> **Exercise directions**: Nothing should be left out: write out the whole listing exactly.

> **Records supplied**:
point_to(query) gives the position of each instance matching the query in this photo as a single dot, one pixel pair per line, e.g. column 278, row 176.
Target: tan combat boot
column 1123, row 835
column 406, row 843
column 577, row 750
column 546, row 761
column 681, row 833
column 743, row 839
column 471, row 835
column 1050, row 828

> **Solution to this problem**:
point_to(query) gives the position of each instance matching the query in this photo as a single dot, one pixel pair per line, e.g. column 278, row 176.
Target: tan combat boot
column 1123, row 835
column 406, row 843
column 577, row 750
column 546, row 761
column 681, row 833
column 743, row 839
column 471, row 835
column 1050, row 828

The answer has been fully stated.